All the entries need to be quoted exactly, apart from the pictures, which you should drop.

------ Extracted material

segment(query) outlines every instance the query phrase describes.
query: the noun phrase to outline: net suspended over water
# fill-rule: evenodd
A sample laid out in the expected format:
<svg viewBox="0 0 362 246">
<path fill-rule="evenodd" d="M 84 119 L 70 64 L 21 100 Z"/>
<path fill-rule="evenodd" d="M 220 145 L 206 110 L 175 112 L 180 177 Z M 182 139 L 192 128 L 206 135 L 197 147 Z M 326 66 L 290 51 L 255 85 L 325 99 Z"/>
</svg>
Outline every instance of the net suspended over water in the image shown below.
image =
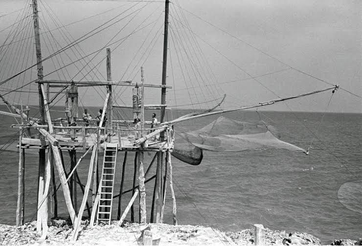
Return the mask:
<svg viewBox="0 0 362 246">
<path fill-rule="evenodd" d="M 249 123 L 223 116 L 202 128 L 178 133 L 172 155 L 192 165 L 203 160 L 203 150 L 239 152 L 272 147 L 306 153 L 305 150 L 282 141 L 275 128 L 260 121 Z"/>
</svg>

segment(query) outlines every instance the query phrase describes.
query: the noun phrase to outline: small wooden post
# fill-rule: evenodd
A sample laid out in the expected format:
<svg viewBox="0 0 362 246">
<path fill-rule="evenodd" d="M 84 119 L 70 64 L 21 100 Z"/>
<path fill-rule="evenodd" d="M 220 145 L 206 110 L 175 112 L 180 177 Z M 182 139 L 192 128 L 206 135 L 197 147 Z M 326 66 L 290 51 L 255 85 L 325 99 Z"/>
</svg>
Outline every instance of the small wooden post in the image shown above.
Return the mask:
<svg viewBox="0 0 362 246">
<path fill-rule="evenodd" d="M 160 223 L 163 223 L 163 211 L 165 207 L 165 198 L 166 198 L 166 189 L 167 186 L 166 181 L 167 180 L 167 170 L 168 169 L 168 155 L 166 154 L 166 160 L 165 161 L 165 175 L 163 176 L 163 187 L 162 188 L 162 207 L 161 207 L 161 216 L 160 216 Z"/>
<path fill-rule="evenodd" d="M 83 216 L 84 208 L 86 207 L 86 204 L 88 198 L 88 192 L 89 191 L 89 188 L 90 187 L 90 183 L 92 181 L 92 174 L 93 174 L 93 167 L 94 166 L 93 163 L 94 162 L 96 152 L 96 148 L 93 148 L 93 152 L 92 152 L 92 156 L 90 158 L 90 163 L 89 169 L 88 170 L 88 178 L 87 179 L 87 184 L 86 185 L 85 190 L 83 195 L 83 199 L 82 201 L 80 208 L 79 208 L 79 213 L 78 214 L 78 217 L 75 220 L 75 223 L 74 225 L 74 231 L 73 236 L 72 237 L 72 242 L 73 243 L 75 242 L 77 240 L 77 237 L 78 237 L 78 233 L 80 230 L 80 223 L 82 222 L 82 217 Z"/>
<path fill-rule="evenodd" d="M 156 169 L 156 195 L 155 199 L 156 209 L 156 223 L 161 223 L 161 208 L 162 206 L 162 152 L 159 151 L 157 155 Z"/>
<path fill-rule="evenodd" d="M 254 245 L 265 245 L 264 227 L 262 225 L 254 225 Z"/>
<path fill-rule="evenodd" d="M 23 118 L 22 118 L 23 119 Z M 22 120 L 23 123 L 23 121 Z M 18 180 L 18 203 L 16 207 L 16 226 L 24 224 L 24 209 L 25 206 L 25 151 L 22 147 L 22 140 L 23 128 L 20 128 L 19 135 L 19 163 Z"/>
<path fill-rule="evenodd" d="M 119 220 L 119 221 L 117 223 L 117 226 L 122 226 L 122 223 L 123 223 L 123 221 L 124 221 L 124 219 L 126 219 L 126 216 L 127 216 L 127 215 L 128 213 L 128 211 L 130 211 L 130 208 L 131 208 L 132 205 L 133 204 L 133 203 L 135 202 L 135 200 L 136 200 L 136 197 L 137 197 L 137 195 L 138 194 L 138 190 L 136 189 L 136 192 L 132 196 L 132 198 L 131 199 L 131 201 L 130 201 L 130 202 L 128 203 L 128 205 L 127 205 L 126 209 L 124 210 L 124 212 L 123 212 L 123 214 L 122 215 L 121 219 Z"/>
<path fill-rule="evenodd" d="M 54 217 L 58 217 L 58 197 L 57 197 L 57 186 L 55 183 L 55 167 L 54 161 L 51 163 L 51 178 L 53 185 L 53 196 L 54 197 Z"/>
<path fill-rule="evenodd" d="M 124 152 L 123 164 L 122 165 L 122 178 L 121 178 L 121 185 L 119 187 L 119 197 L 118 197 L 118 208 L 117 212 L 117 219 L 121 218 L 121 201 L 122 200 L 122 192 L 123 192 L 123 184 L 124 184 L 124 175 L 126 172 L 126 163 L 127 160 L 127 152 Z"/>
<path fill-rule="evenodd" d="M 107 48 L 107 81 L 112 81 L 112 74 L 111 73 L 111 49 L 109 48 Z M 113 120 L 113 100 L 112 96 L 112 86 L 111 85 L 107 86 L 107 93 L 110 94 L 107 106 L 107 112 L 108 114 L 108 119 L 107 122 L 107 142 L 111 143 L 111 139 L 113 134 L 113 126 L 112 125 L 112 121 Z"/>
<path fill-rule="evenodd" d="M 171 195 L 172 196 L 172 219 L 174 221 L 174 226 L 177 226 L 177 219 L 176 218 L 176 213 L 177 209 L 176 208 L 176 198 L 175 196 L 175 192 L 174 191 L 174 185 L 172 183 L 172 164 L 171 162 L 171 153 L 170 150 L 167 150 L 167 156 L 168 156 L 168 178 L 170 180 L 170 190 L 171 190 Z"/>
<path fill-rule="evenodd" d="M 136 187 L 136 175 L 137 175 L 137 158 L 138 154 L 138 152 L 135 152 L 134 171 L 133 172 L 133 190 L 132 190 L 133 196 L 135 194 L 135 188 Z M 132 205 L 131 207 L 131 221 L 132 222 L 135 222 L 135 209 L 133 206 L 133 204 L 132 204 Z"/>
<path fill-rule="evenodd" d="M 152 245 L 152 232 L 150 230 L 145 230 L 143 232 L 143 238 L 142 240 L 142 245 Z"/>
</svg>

------------

- **Exercise solution**:
segment(query) outlines every instance the query phrase describes.
query: the noun phrase to outline: net suspended over water
# fill-rule: evenodd
A sample laid out in the expected format:
<svg viewBox="0 0 362 246">
<path fill-rule="evenodd" d="M 84 119 L 70 64 L 21 100 Z"/>
<path fill-rule="evenodd" d="M 220 145 L 206 110 L 175 112 L 180 177 Z M 182 139 L 192 128 L 206 135 L 197 147 Z M 326 66 L 290 51 L 255 85 L 325 99 Z"/>
</svg>
Outline every instance of the net suspended over water in the image shown below.
image =
Return the mask:
<svg viewBox="0 0 362 246">
<path fill-rule="evenodd" d="M 249 123 L 223 116 L 202 128 L 178 133 L 172 155 L 192 165 L 203 160 L 203 150 L 239 152 L 272 147 L 306 153 L 305 150 L 282 141 L 275 128 L 260 121 Z"/>
</svg>

segment(query) outlines every instance the query phrase describes.
query: the noun phrase to outline: small wooden post
# fill-rule: evenodd
A sample laid out in the expected format:
<svg viewBox="0 0 362 246">
<path fill-rule="evenodd" d="M 84 119 L 70 64 L 21 100 Z"/>
<path fill-rule="evenodd" d="M 220 145 L 206 110 L 175 112 L 180 177 Z M 182 139 L 192 128 L 206 135 L 197 147 Z M 326 66 L 290 51 L 255 85 L 325 99 Z"/>
</svg>
Outline every instance of the small wooden post in the image shown above.
Return the mask:
<svg viewBox="0 0 362 246">
<path fill-rule="evenodd" d="M 160 223 L 163 223 L 163 211 L 165 207 L 165 198 L 166 198 L 166 189 L 167 186 L 166 181 L 167 180 L 167 170 L 168 169 L 168 155 L 166 154 L 166 160 L 165 161 L 165 175 L 163 176 L 163 187 L 162 188 L 162 207 L 161 207 L 161 216 L 160 216 Z"/>
<path fill-rule="evenodd" d="M 83 216 L 84 208 L 86 207 L 86 204 L 88 198 L 88 192 L 89 191 L 89 188 L 90 187 L 90 183 L 92 181 L 92 174 L 93 174 L 93 167 L 94 166 L 93 163 L 94 162 L 96 152 L 96 148 L 93 148 L 93 152 L 92 152 L 92 156 L 90 158 L 90 163 L 89 169 L 88 170 L 88 178 L 87 179 L 87 184 L 86 185 L 85 190 L 83 195 L 83 199 L 82 201 L 80 208 L 79 208 L 79 213 L 78 214 L 78 217 L 75 220 L 75 223 L 74 225 L 74 231 L 73 236 L 72 237 L 72 242 L 73 243 L 75 242 L 77 240 L 77 237 L 78 237 L 78 233 L 80 230 L 80 223 L 82 222 L 82 217 Z"/>
<path fill-rule="evenodd" d="M 156 169 L 156 195 L 155 199 L 156 209 L 156 223 L 161 223 L 161 208 L 162 206 L 162 152 L 159 151 L 157 155 Z"/>
<path fill-rule="evenodd" d="M 254 245 L 265 245 L 264 227 L 262 225 L 254 225 Z"/>
<path fill-rule="evenodd" d="M 23 118 L 22 118 L 23 119 Z M 22 120 L 23 123 L 23 121 Z M 18 180 L 18 203 L 16 207 L 16 226 L 24 224 L 24 209 L 25 206 L 25 151 L 22 147 L 22 140 L 23 128 L 20 128 L 19 135 L 19 163 Z"/>
<path fill-rule="evenodd" d="M 119 220 L 119 221 L 117 223 L 117 226 L 122 226 L 122 223 L 123 223 L 123 221 L 124 221 L 124 219 L 126 219 L 126 216 L 127 216 L 127 215 L 128 213 L 128 211 L 130 211 L 130 208 L 131 208 L 132 205 L 133 204 L 133 203 L 135 202 L 135 200 L 136 200 L 136 197 L 137 197 L 137 195 L 138 194 L 138 190 L 136 189 L 136 192 L 132 196 L 132 198 L 131 199 L 131 201 L 130 201 L 130 202 L 128 203 L 128 205 L 127 205 L 126 209 L 124 210 L 124 212 L 123 212 L 123 214 L 122 215 L 121 219 Z"/>
<path fill-rule="evenodd" d="M 54 217 L 58 217 L 58 197 L 57 197 L 57 186 L 55 183 L 55 167 L 54 161 L 51 163 L 51 178 L 53 185 L 53 196 L 54 197 Z"/>
<path fill-rule="evenodd" d="M 124 152 L 123 164 L 122 165 L 122 178 L 121 178 L 121 185 L 119 187 L 119 197 L 118 197 L 118 208 L 117 212 L 117 219 L 121 218 L 121 201 L 122 200 L 122 192 L 123 192 L 123 184 L 124 184 L 124 175 L 126 172 L 126 163 L 127 160 L 127 152 Z"/>
<path fill-rule="evenodd" d="M 107 48 L 107 81 L 112 81 L 112 74 L 111 73 L 111 49 L 109 48 Z M 113 120 L 113 100 L 112 96 L 112 86 L 111 85 L 107 86 L 107 93 L 110 94 L 107 106 L 107 112 L 108 114 L 108 119 L 107 122 L 107 142 L 111 143 L 111 139 L 113 134 L 113 126 L 112 125 L 112 121 Z"/>
<path fill-rule="evenodd" d="M 171 195 L 172 196 L 172 219 L 174 221 L 174 226 L 177 226 L 177 219 L 176 218 L 176 213 L 177 209 L 176 208 L 176 198 L 175 196 L 175 192 L 174 191 L 174 185 L 172 183 L 172 164 L 171 162 L 171 153 L 170 150 L 167 150 L 167 156 L 168 156 L 168 178 L 170 180 L 170 190 L 171 190 Z"/>
<path fill-rule="evenodd" d="M 136 187 L 136 175 L 137 175 L 137 158 L 138 154 L 138 152 L 135 152 L 134 171 L 133 172 L 133 190 L 132 190 L 133 196 L 135 194 L 135 188 Z M 132 205 L 131 207 L 131 221 L 132 222 L 135 222 L 135 209 L 133 206 L 133 204 L 132 204 Z"/>
<path fill-rule="evenodd" d="M 152 245 L 152 232 L 150 230 L 145 230 L 143 232 L 143 238 L 142 240 L 142 245 Z"/>
</svg>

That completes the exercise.